╭─ Exercise text
He added, “Safety for passengers and crew is our top priority. People getting on planes should be reassured of two things. First, even under normal circumstances, airlines have equipment and measures in place to keep the cabin environment safe. For example modern aircraft have air filtration systems similar to those in hospitals, aircraft are regularly disinfected as part of normal cleaning routines and crew are trained in handling procedures for passengers who might become ill on board aircraft.”
Although both IATA and WTTC reminded travellers of the fact that WHO is not calling for any restriction of regular travel or closure of borders, Mr Bisignani did note the potential for confusion stemming from governments making reactive adjustments to immigration procedures.
“It is still too early to judge what the impact of Swine Flu will have on the bottom line. But it is sure that anything that shakes the confidence of passengers has a negative impact on the business. And the timing could not be worse given all of the other economic problems airlines are facing,” he said.
“Like the rest of the economy, recovery in the air transport sector rests on a rise in consumer confidence and consumer spending. Shedding debt will be a major headwind. US households, for example, are leveraged at 130% of annual income. Even bringing this down by 5% erases US$500 billion in consumer spending. The challenge for governments is to turn stimulus funds into spending that fuels trade,” said Bisignani.
The airline industry is expected to be significantly hit as people just wait and see.
IATA’s figures for March alone showed that scheduled international traffic. Passenger demand fell to 11.1% below March 2008 levels. Airlines cut international passenger capacity by 4.4% resulting in an average load factor of 72.1%. This is 5.4 percentage points below the average load factor recorded in March 2008. Freight demand was relatively stable at -21.4% compared to March 2008.
“The global economic crisis continues to reduce demand for international air travel,” said Giovanni Bisignani, IATA’s Director General and CEO. IATA estimates that international revenues in March will be impacted with a decline of up to 20%. “Airlines cannot adjust capacity to match demand. Load factors have dipped sharply from last year. All of this is hitting revenues hard,” said Bisignani.
╰─
╭─ Record extracts
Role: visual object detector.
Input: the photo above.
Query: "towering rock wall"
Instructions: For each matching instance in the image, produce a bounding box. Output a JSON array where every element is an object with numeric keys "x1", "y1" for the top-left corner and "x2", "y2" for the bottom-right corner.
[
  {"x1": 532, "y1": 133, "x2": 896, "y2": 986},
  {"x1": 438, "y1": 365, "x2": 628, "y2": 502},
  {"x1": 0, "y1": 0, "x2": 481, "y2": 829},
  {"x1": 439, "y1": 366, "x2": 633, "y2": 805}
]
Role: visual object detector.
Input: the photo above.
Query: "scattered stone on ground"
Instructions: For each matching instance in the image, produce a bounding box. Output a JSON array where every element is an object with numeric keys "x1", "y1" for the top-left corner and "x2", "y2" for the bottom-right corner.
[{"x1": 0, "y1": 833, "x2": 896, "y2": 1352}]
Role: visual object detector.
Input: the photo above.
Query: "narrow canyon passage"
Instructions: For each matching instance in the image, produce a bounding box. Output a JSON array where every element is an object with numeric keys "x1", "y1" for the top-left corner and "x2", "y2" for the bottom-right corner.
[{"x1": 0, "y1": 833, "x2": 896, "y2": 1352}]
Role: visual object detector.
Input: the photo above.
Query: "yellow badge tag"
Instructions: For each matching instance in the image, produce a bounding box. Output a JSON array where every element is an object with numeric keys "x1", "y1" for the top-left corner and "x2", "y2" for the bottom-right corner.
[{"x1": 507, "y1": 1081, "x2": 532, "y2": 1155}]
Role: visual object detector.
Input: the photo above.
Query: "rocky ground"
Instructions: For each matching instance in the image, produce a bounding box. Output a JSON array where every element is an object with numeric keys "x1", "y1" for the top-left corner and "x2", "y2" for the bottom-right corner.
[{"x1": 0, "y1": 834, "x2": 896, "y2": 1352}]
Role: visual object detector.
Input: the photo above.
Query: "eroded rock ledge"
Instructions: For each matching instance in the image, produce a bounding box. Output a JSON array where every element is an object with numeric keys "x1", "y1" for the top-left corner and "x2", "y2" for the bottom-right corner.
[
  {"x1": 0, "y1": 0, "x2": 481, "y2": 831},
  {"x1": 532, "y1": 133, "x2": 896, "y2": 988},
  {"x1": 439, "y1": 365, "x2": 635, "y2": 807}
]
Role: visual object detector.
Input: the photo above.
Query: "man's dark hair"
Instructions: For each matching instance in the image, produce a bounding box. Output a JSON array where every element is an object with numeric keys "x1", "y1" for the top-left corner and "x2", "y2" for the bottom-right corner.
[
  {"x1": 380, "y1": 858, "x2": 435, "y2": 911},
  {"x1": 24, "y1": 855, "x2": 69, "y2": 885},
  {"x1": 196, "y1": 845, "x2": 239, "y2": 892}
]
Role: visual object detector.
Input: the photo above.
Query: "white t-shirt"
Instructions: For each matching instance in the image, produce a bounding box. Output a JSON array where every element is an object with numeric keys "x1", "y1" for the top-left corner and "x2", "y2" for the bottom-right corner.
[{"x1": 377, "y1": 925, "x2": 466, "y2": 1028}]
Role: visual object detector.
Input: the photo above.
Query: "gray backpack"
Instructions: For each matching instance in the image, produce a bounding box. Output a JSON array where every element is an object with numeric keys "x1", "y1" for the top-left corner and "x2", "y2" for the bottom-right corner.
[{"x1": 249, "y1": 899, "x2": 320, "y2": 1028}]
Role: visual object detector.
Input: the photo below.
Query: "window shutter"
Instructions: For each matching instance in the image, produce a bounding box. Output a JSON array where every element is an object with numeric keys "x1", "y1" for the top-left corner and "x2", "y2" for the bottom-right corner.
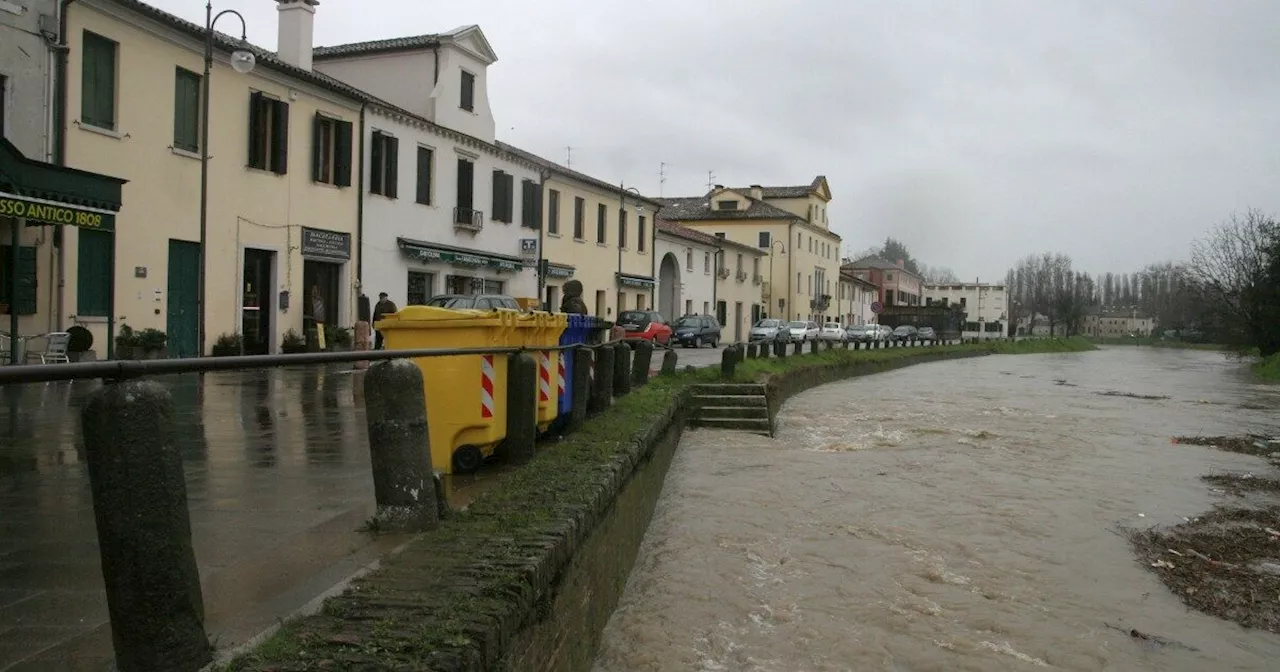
[
  {"x1": 311, "y1": 113, "x2": 324, "y2": 182},
  {"x1": 10, "y1": 245, "x2": 37, "y2": 315},
  {"x1": 333, "y1": 122, "x2": 353, "y2": 187},
  {"x1": 387, "y1": 136, "x2": 399, "y2": 198},
  {"x1": 416, "y1": 147, "x2": 431, "y2": 205},
  {"x1": 248, "y1": 91, "x2": 266, "y2": 168},
  {"x1": 271, "y1": 100, "x2": 289, "y2": 175},
  {"x1": 369, "y1": 131, "x2": 385, "y2": 193}
]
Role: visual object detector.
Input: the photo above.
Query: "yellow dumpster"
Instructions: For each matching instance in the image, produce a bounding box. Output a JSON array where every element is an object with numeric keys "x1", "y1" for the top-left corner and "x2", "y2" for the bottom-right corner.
[{"x1": 374, "y1": 306, "x2": 518, "y2": 474}]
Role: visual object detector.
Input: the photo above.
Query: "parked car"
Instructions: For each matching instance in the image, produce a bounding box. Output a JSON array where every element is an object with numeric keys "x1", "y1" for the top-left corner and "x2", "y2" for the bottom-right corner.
[
  {"x1": 787, "y1": 320, "x2": 818, "y2": 340},
  {"x1": 672, "y1": 315, "x2": 721, "y2": 348},
  {"x1": 618, "y1": 310, "x2": 671, "y2": 346},
  {"x1": 425, "y1": 289, "x2": 520, "y2": 310},
  {"x1": 746, "y1": 317, "x2": 791, "y2": 343},
  {"x1": 818, "y1": 323, "x2": 849, "y2": 343},
  {"x1": 893, "y1": 324, "x2": 916, "y2": 343}
]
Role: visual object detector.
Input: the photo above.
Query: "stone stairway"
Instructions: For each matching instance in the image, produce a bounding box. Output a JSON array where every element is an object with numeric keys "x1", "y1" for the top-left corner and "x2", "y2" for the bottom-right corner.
[{"x1": 690, "y1": 383, "x2": 773, "y2": 436}]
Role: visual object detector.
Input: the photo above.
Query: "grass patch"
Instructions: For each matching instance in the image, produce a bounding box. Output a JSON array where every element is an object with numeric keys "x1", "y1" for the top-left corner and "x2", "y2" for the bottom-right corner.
[
  {"x1": 221, "y1": 339, "x2": 1093, "y2": 672},
  {"x1": 1253, "y1": 352, "x2": 1280, "y2": 383}
]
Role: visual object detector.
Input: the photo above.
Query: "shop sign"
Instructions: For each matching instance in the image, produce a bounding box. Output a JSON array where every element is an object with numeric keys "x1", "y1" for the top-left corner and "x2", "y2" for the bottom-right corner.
[
  {"x1": 0, "y1": 193, "x2": 115, "y2": 230},
  {"x1": 302, "y1": 227, "x2": 351, "y2": 260}
]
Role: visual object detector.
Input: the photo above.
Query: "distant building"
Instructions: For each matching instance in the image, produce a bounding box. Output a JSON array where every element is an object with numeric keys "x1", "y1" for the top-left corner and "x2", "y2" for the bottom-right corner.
[{"x1": 924, "y1": 283, "x2": 1009, "y2": 338}]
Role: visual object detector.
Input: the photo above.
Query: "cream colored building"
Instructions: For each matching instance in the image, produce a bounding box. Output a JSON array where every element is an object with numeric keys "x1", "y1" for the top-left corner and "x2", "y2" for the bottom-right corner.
[
  {"x1": 61, "y1": 0, "x2": 365, "y2": 356},
  {"x1": 498, "y1": 142, "x2": 671, "y2": 320},
  {"x1": 662, "y1": 175, "x2": 841, "y2": 321}
]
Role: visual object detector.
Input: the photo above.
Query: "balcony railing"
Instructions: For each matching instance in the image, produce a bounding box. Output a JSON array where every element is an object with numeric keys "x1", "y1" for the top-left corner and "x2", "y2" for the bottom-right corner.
[{"x1": 453, "y1": 207, "x2": 484, "y2": 232}]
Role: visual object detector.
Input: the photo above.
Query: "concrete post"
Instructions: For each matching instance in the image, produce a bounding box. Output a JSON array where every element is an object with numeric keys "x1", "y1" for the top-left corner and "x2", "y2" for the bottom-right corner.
[
  {"x1": 613, "y1": 340, "x2": 631, "y2": 397},
  {"x1": 631, "y1": 340, "x2": 653, "y2": 388},
  {"x1": 365, "y1": 360, "x2": 440, "y2": 531},
  {"x1": 81, "y1": 380, "x2": 212, "y2": 672},
  {"x1": 588, "y1": 344, "x2": 613, "y2": 415},
  {"x1": 561, "y1": 348, "x2": 591, "y2": 431},
  {"x1": 662, "y1": 349, "x2": 680, "y2": 375},
  {"x1": 721, "y1": 346, "x2": 737, "y2": 378},
  {"x1": 498, "y1": 352, "x2": 538, "y2": 462}
]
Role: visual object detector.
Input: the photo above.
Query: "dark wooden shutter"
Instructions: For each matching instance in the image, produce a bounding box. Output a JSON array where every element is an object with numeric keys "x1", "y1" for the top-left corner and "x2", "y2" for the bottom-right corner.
[
  {"x1": 387, "y1": 136, "x2": 399, "y2": 198},
  {"x1": 271, "y1": 100, "x2": 289, "y2": 175},
  {"x1": 369, "y1": 131, "x2": 387, "y2": 193},
  {"x1": 416, "y1": 147, "x2": 431, "y2": 205},
  {"x1": 248, "y1": 91, "x2": 266, "y2": 168},
  {"x1": 333, "y1": 122, "x2": 353, "y2": 187},
  {"x1": 311, "y1": 113, "x2": 324, "y2": 182}
]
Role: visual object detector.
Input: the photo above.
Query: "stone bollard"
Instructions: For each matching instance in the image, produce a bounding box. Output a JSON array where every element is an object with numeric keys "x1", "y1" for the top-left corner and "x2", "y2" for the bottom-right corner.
[
  {"x1": 365, "y1": 360, "x2": 440, "y2": 531},
  {"x1": 498, "y1": 352, "x2": 538, "y2": 462},
  {"x1": 721, "y1": 346, "x2": 739, "y2": 378},
  {"x1": 81, "y1": 380, "x2": 211, "y2": 672},
  {"x1": 588, "y1": 344, "x2": 614, "y2": 415},
  {"x1": 561, "y1": 348, "x2": 591, "y2": 431},
  {"x1": 631, "y1": 340, "x2": 653, "y2": 388},
  {"x1": 662, "y1": 349, "x2": 680, "y2": 375},
  {"x1": 613, "y1": 340, "x2": 631, "y2": 397}
]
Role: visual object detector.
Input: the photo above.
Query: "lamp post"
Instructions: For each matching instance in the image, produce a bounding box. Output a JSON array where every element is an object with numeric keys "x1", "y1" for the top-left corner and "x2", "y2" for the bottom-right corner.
[
  {"x1": 197, "y1": 0, "x2": 256, "y2": 357},
  {"x1": 767, "y1": 238, "x2": 787, "y2": 317}
]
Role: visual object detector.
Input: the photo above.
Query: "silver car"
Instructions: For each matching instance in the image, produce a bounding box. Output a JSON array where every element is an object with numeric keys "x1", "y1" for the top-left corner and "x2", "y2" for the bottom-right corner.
[{"x1": 746, "y1": 319, "x2": 791, "y2": 343}]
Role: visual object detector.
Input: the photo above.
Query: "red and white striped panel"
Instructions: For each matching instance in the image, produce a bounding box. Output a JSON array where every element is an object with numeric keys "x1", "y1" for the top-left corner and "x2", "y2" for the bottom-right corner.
[
  {"x1": 538, "y1": 352, "x2": 552, "y2": 402},
  {"x1": 480, "y1": 355, "x2": 494, "y2": 417}
]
╰─
**Task A**
Please summarize the airline industry text in two sentences.
**Task B**
Rewrite the passage of the airline industry text starting with "Although both IATA" and going on through "to immigration procedures.", with "travellers" replaced by "passengers".
**Task C**
According to the airline industry text, how leveraged are US households?

**Your solution A**
The airline industry text reports that airlines keep the cabin environment safe with hospital-like air filtration, regular disinfection and crew trained to handle passengers who become ill, while IATA's Giovanni Bisignani says it is too early to judge Swine Flu's impact on the bottom line but that anything shaking passenger confidence hurts the business. It adds that international passenger demand in March fell 11.1% below March 2008 levels and that IATA estimates international revenues in March could decline by up to 20%.

**Your solution B**
Although both IATA and WTTC reminded passengers of the fact that WHO is not calling for any restriction of regular travel or closure of borders, Mr Bisignani did note the potential for confusion stemming from governments making reactive adjustments to immigration procedures.

**Your solution C**
They are leveraged at 130% of annual income.